Acoustic and Electric, An Evening with Keith Greeninger and David Jacobs-Strain

Sisters Folk Festival Presents

Tickets:  Reserved Seating $22.50


Few among us could distill our essence with such elegant simplicity. We want to deconstruct every line for deeper meaning, but there is no need. What Keith Greeninger brings to music, and life for that matter, is authenticity. As a result, there are no barriers between Keith, his music and his audience. This bond stems from Keith’s underlying philosophy that music is first and foremost a gift and a medicine to take part in together.

> _Tasks to complete_:
(a) In the concert listing, substitute "remedy" for "medicine" and give the stretch from "Acoustic and Electric, An" through "part in together." with that change.
(b) What does reserved seating cost, according to the concert listing?
(c) Please say whether each statement agrees with the concert listing, quoting the words that decide it: (i) The Sisters Folk Festival presents the evening. (ii) Authenticity is what Keith Greeninger brings to music. (iii) Barriers stand between Keith and his audience.
The material after this comes from a separate source.

> _Stored data entries_:
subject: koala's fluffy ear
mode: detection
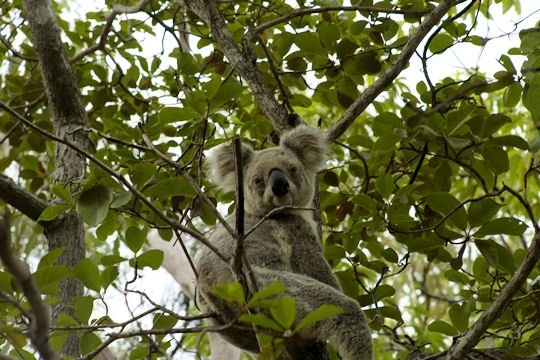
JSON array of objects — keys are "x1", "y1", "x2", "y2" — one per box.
[
  {"x1": 206, "y1": 144, "x2": 254, "y2": 192},
  {"x1": 279, "y1": 125, "x2": 328, "y2": 172}
]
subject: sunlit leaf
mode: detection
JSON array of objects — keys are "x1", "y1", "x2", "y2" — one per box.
[{"x1": 77, "y1": 185, "x2": 113, "y2": 226}]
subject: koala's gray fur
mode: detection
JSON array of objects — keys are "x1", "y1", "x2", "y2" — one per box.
[{"x1": 196, "y1": 126, "x2": 373, "y2": 360}]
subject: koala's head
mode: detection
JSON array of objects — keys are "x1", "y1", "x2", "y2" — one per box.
[{"x1": 208, "y1": 126, "x2": 327, "y2": 216}]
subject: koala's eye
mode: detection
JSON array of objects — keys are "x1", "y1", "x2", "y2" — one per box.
[{"x1": 253, "y1": 178, "x2": 264, "y2": 186}]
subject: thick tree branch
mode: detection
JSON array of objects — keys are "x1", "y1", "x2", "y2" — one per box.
[
  {"x1": 327, "y1": 0, "x2": 455, "y2": 141},
  {"x1": 0, "y1": 101, "x2": 228, "y2": 262},
  {"x1": 177, "y1": 0, "x2": 289, "y2": 134},
  {"x1": 23, "y1": 0, "x2": 88, "y2": 357},
  {"x1": 444, "y1": 233, "x2": 540, "y2": 360},
  {"x1": 0, "y1": 174, "x2": 49, "y2": 221},
  {"x1": 0, "y1": 215, "x2": 60, "y2": 360}
]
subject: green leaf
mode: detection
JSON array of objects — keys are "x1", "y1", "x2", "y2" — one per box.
[
  {"x1": 375, "y1": 284, "x2": 396, "y2": 301},
  {"x1": 73, "y1": 296, "x2": 94, "y2": 324},
  {"x1": 144, "y1": 176, "x2": 195, "y2": 199},
  {"x1": 489, "y1": 135, "x2": 529, "y2": 150},
  {"x1": 130, "y1": 249, "x2": 164, "y2": 270},
  {"x1": 38, "y1": 246, "x2": 66, "y2": 269},
  {"x1": 317, "y1": 22, "x2": 341, "y2": 51},
  {"x1": 503, "y1": 81, "x2": 521, "y2": 108},
  {"x1": 468, "y1": 198, "x2": 501, "y2": 227},
  {"x1": 481, "y1": 144, "x2": 510, "y2": 175},
  {"x1": 444, "y1": 269, "x2": 474, "y2": 285},
  {"x1": 381, "y1": 248, "x2": 399, "y2": 264},
  {"x1": 428, "y1": 320, "x2": 459, "y2": 336},
  {"x1": 270, "y1": 296, "x2": 296, "y2": 329},
  {"x1": 124, "y1": 226, "x2": 148, "y2": 253},
  {"x1": 79, "y1": 332, "x2": 101, "y2": 355},
  {"x1": 129, "y1": 162, "x2": 157, "y2": 187},
  {"x1": 101, "y1": 255, "x2": 127, "y2": 266},
  {"x1": 448, "y1": 304, "x2": 471, "y2": 332},
  {"x1": 248, "y1": 281, "x2": 286, "y2": 308},
  {"x1": 77, "y1": 185, "x2": 113, "y2": 226},
  {"x1": 152, "y1": 314, "x2": 178, "y2": 329},
  {"x1": 429, "y1": 33, "x2": 454, "y2": 54},
  {"x1": 37, "y1": 204, "x2": 71, "y2": 222},
  {"x1": 51, "y1": 183, "x2": 73, "y2": 204},
  {"x1": 375, "y1": 174, "x2": 394, "y2": 199},
  {"x1": 214, "y1": 282, "x2": 245, "y2": 305},
  {"x1": 473, "y1": 217, "x2": 527, "y2": 238},
  {"x1": 101, "y1": 266, "x2": 119, "y2": 290},
  {"x1": 474, "y1": 239, "x2": 516, "y2": 274},
  {"x1": 426, "y1": 192, "x2": 467, "y2": 229},
  {"x1": 73, "y1": 259, "x2": 101, "y2": 292},
  {"x1": 159, "y1": 107, "x2": 199, "y2": 124},
  {"x1": 294, "y1": 304, "x2": 343, "y2": 332},
  {"x1": 499, "y1": 54, "x2": 517, "y2": 74},
  {"x1": 294, "y1": 32, "x2": 326, "y2": 55},
  {"x1": 238, "y1": 313, "x2": 285, "y2": 332}
]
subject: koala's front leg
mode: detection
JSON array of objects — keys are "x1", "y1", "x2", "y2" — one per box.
[{"x1": 254, "y1": 268, "x2": 373, "y2": 360}]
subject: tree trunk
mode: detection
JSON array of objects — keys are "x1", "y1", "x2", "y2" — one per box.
[{"x1": 23, "y1": 0, "x2": 87, "y2": 357}]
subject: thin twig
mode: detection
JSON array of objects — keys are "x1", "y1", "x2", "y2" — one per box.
[
  {"x1": 70, "y1": 0, "x2": 150, "y2": 64},
  {"x1": 444, "y1": 232, "x2": 540, "y2": 360},
  {"x1": 327, "y1": 0, "x2": 455, "y2": 141}
]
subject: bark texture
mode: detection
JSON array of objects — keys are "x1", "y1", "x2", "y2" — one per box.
[{"x1": 23, "y1": 0, "x2": 87, "y2": 357}]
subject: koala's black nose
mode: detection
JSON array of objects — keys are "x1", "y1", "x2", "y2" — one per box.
[{"x1": 268, "y1": 169, "x2": 289, "y2": 196}]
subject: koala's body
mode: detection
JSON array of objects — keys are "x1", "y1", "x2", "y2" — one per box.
[{"x1": 196, "y1": 126, "x2": 373, "y2": 360}]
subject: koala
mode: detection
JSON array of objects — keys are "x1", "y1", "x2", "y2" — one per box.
[{"x1": 195, "y1": 125, "x2": 373, "y2": 360}]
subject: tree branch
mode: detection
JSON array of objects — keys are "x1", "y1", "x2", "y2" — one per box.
[
  {"x1": 0, "y1": 215, "x2": 60, "y2": 360},
  {"x1": 327, "y1": 0, "x2": 454, "y2": 141},
  {"x1": 444, "y1": 232, "x2": 540, "y2": 360},
  {"x1": 177, "y1": 0, "x2": 290, "y2": 134},
  {"x1": 0, "y1": 101, "x2": 228, "y2": 262},
  {"x1": 253, "y1": 5, "x2": 428, "y2": 34},
  {"x1": 0, "y1": 174, "x2": 49, "y2": 221},
  {"x1": 70, "y1": 0, "x2": 150, "y2": 64}
]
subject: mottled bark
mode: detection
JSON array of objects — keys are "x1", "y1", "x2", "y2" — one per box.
[{"x1": 23, "y1": 0, "x2": 87, "y2": 357}]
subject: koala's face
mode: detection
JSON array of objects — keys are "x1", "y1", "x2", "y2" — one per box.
[
  {"x1": 244, "y1": 147, "x2": 316, "y2": 216},
  {"x1": 208, "y1": 126, "x2": 327, "y2": 216}
]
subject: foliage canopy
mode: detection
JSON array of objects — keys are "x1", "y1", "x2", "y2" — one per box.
[{"x1": 0, "y1": 0, "x2": 540, "y2": 359}]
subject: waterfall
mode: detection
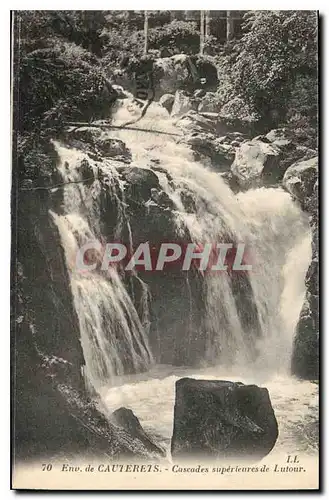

> _Solution list_:
(a)
Acoustic and Electric, An Evening with Keith Greeninger and David Jacobs-Strain

Sisters Folk Festival Presents

Tickets:  Reserved Seating $22.50


Few among us could distill our essence with such elegant simplicity. We want to deconstruct every line for deeper meaning, but there is no need. What Keith Greeninger brings to music, and life for that matter, is authenticity. As a result, there are no barriers between Keith, his music and his audience. This bond stems from Keith’s underlying philosophy that music is first and foremost a gift and a remedy to take part in together.

(b) $22.50

(c)
(i) Yes: "Sisters Folk Festival Presents"
(ii) Yes: "What Keith Greeninger brings to music, and life for that matter, is authenticity."
(iii) No: "there are no barriers between Keith, his music and his audience."